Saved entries
+--
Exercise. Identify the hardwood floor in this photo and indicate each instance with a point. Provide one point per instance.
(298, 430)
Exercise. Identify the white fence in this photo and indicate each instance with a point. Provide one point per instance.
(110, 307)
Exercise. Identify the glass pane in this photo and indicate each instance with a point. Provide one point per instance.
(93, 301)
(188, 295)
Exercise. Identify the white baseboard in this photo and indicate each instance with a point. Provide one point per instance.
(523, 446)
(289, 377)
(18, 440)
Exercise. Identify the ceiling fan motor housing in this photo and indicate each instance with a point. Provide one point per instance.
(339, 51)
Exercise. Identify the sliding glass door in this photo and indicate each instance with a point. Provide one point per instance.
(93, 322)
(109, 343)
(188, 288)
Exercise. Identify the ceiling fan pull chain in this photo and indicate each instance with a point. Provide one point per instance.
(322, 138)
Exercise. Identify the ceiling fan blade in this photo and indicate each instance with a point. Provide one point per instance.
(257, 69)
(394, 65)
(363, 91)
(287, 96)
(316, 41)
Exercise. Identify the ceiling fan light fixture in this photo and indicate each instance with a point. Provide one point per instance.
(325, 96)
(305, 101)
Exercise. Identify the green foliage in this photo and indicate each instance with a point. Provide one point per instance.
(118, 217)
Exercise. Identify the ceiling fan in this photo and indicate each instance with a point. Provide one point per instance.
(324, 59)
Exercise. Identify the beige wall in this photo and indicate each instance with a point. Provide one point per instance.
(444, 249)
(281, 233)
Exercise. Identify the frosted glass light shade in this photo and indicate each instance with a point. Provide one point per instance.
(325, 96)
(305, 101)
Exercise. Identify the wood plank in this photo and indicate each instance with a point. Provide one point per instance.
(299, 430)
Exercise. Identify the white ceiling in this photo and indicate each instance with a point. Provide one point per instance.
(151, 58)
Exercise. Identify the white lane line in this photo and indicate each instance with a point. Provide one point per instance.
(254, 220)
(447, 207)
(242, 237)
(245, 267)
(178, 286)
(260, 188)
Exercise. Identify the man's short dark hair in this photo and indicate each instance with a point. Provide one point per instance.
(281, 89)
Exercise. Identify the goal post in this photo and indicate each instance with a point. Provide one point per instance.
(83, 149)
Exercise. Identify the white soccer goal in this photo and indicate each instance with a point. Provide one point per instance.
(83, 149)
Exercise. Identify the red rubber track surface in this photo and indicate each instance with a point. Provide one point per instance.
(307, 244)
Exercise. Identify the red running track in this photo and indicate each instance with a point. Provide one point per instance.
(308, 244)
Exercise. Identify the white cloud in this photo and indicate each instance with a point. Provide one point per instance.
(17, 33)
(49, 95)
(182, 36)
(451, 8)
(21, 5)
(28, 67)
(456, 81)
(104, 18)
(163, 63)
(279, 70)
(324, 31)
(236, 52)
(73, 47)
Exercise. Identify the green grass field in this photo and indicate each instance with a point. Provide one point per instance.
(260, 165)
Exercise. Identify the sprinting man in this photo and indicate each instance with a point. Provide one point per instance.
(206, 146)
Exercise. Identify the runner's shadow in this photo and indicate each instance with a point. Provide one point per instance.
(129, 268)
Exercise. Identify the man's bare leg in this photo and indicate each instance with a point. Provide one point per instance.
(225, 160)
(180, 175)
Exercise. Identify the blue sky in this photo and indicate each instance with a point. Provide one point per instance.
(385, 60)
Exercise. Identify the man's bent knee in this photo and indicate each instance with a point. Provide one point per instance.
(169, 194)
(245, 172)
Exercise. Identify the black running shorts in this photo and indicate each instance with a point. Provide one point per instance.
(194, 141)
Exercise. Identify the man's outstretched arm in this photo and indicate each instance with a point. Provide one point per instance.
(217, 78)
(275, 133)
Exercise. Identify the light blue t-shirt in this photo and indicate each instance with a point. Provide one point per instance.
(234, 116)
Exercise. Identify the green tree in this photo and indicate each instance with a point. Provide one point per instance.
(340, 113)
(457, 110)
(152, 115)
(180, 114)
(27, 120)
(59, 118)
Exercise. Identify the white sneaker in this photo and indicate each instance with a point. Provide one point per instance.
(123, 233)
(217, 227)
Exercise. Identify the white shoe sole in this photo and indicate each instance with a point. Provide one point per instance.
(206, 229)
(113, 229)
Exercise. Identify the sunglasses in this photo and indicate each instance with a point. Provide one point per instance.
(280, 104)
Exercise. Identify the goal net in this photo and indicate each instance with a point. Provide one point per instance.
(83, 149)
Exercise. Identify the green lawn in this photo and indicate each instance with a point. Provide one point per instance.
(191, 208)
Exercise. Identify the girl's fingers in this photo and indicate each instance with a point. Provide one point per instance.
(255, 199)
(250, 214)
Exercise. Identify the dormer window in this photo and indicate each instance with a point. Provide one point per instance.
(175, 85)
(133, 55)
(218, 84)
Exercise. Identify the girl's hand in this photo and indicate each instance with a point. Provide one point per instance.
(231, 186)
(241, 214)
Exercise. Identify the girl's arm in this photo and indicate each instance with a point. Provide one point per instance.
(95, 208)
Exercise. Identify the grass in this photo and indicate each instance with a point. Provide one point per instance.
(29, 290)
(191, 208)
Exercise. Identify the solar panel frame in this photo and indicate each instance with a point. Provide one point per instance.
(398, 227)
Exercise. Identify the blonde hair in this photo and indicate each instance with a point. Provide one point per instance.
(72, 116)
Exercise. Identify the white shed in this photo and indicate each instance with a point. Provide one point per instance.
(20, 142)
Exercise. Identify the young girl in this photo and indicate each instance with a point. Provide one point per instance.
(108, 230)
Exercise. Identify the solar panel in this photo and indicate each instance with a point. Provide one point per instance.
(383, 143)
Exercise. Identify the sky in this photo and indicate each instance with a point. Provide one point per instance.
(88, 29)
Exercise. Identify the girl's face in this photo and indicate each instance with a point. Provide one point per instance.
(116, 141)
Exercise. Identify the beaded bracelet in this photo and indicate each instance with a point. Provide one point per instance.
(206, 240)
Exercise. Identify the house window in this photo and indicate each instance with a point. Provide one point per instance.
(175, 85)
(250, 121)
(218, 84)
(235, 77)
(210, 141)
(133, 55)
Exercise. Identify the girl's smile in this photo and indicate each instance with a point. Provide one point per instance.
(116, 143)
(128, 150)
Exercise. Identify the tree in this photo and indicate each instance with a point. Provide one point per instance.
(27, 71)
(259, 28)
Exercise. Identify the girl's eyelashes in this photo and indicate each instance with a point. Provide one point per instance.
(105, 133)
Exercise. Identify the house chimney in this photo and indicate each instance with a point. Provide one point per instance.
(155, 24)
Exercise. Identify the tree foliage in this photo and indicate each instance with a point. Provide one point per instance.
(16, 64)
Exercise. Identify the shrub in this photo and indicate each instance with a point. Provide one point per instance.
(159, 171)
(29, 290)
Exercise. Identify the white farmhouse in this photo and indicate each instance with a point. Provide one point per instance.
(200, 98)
+--
▶ _Requirement_
Retype each line above exactly as written.

▶ _Response_
Exercise. Identify the hardwood floor in this photo and indicate each instance with a point. Provide one point per instance.
(298, 430)
Exercise. Identify the white fence in this photo and indicate each instance with a point. Provide one point per instance.
(110, 307)
Exercise. Identify the glass pane in this photo and indicate each instance with a point. Provide one point per instance.
(93, 301)
(188, 295)
Exercise. Identify the white baseboard in this photo and indicate each instance with a point. Provide one point per instance.
(523, 446)
(289, 377)
(18, 440)
Exercise. Identify the ceiling fan motor housing in this photo and indicate each instance with a point. Provide one point per instance.
(339, 51)
Exercise. Identify the sliding glass door in this photo and indicate each instance with a point. Provide one point per instance.
(93, 322)
(109, 343)
(188, 288)
Exercise. Identify the ceiling fan pull chain in this photo and indicate each instance with a point. Provide one point per instance.
(322, 138)
Exercise. Identify the ceiling fan blade in this photo and indicate each instance with a point. Provide one point per instance.
(257, 69)
(394, 65)
(363, 91)
(287, 96)
(316, 41)
Exercise. Identify the ceiling fan light fixture in this photo and indicate each instance with a point. Provide one point per instance.
(325, 96)
(305, 101)
Exercise. Identify the green foliage in this photo and indicate each instance with a point. Provide one point per instance.
(118, 217)
Exercise. Identify the ceiling fan in this photo and indicate each instance with a point. Provide one point per instance.
(324, 59)
Exercise. Identify the beige wall in this photo and indicate each instance with a point. Provide one point per instance.
(444, 249)
(281, 233)
Exercise. Identify the frosted glass light shade in this photo and indicate each instance with a point. Provide one point per instance.
(325, 96)
(305, 101)
Exercise. Identify the wood plank in this photo and indicate each instance with a point. Provide one point per instance.
(299, 430)
Exercise. Identify the white ceiling in this photo and indicate each instance with a point. Provide one point per instance.
(151, 58)
Exercise. Identify the white lane line in this photo and indicate each instance with a point. Provide one point per instance.
(254, 220)
(447, 207)
(242, 237)
(245, 267)
(178, 286)
(260, 188)
Exercise. Identify the man's short dark hair in this photo and indicate each instance with a point. Provide one point per instance.
(281, 89)
Exercise. Identify the goal post in this photo and indicate each instance with a point. Provide one point per instance.
(83, 149)
Exercise. Identify the white soccer goal in this photo and indicate each instance with a point. Provide one point per instance.
(83, 149)
Exercise. Identify the red rubber track surface in this photo and indicate each instance with a point. Provide one point per instance.
(307, 244)
Exercise. Identify the red running track in this photo and indicate each instance with a point. Provide one point per instance.
(308, 244)
Exercise. Identify the white cloud in this photo and indicate each instance with a point. Provide one point per instance.
(17, 33)
(49, 95)
(182, 36)
(451, 8)
(21, 5)
(28, 67)
(456, 81)
(104, 18)
(163, 63)
(279, 70)
(324, 31)
(236, 52)
(73, 47)
Exercise. Identify the green grass field in this photo and indicate each instance with a point. Provide one point per instance.
(260, 165)
Exercise. Identify the sprinting man in this photo and indicate each instance with a point. Provide one point per instance.
(206, 146)
Exercise. Identify the runner's shadow in this photo and indicate each instance with a point. Provide one point per instance.
(129, 268)
Exercise. Identify the man's bare leg in this photo and indicate each instance with a point. Provide one point per instance.
(225, 160)
(180, 175)
Exercise. Identify the blue sky in this photo and indicate each instance with a point. Provide one point per instance.
(385, 60)
Exercise. Identify the man's bent knee in this photo and indicate each instance with a point. Provide one point per instance.
(169, 194)
(245, 172)
Exercise. Identify the black running shorts in this photo and indicate each instance with a point. Provide one point per instance.
(194, 141)
Exercise. Identify the man's outstretched arm in this photo and indicate each instance with a point. Provide one point per instance.
(217, 78)
(275, 133)
Exercise. Identify the light blue t-shirt in this photo and indicate each instance with a point. Provide one point per instance.
(234, 116)
Exercise. Identify the green tree in this photo and indicate each instance with a point. Provide one point per instance.
(340, 113)
(457, 110)
(152, 115)
(180, 114)
(27, 120)
(59, 118)
Exercise. Identify the white sneaker in this photo and indicate each instance with a point. Provide one point per instance.
(123, 233)
(217, 227)
Exercise. Identify the white shoe sole in this photo and indicate each instance with a point. Provide one point per instance.
(206, 229)
(113, 229)
Exercise. Identify the sunglasses in this photo and indicate each instance with a point. Provide one point per instance.
(280, 104)
Exercise. Identify the goal net in this photo and indicate each instance with a point. Provide one point per instance.
(83, 149)
Exercise. Identify the green lawn in this photo and indicate each instance with a point. Provide one point per instance.
(191, 208)
Exercise. Identify the girl's fingers in this photo and indicate each instance with a point. Provide one point per instance.
(255, 199)
(250, 214)
Exercise. Identify the dormer window in this photo and indicate each instance with a point. Provide one point per instance.
(175, 85)
(133, 55)
(218, 84)
Exercise. Identify the girl's hand in this photo and indicate each instance with a point. Provide one point per instance.
(231, 186)
(241, 214)
Exercise. Identify the girl's arm in this photo and indicate each instance with a point. Provide one point per instance.
(95, 208)
Exercise. Identify the grass in this photo and indicate each instance with a point. Provide one point per instance.
(29, 290)
(191, 208)
Exercise. Identify the solar panel frame in this photo and indicate each instance with a point. Provide one point per instance.
(398, 227)
Exercise. Identify the blonde hair in this photo and indicate each instance with a point. Provide one point per instance.
(72, 116)
Exercise. Identify the white shed in this photo and indicate each instance with a point. Provide one point per instance.
(20, 142)
Exercise. Identify the young girl in this photo and indicate each instance with a point. Provide one point per instance.
(108, 230)
Exercise. Identify the solar panel in this photo and indicate each instance with a point. Provide one point per instance.
(383, 143)
Exercise. Identify the sky in this photo and indicate each instance with a point. Provide one point per instance.
(88, 29)
Exercise. Identify the girl's face in this photo and indicate each instance with a point. Provide one point per instance.
(116, 141)
Exercise. Identify the beaded bracelet in this photo and indicate each instance with a point. Provide one point per instance.
(206, 240)
Exercise. Identify the house window in this photo and indicate each instance with a point. Provide one point per instance.
(175, 85)
(250, 121)
(218, 84)
(235, 77)
(210, 141)
(133, 55)
Exercise. Identify the girl's smile in this photo and indicate each instance with a point. Provide one point per instance.
(116, 143)
(128, 150)
Exercise. Identify the tree in this photo and indicate each instance with a point. Provide one point per instance.
(27, 71)
(259, 28)
Exercise. Identify the girl's eyelashes in this photo and indicate each instance with a point. Provide one point per instance.
(105, 133)
Exercise. Identify the house chimney in this photo and indicate each instance with a point. Provide one point per instance.
(155, 24)
Exercise. Identify the tree foliage in this photo and indicate each instance with a point. Provide one point per instance.
(16, 64)
Exercise. Identify the shrub in this photo and indicate each instance with a point. Provide one point per instance.
(159, 171)
(29, 290)
Exercise. Identify the white farmhouse in this photo and indicate each instance with a point. Provide one point per instance.
(200, 98)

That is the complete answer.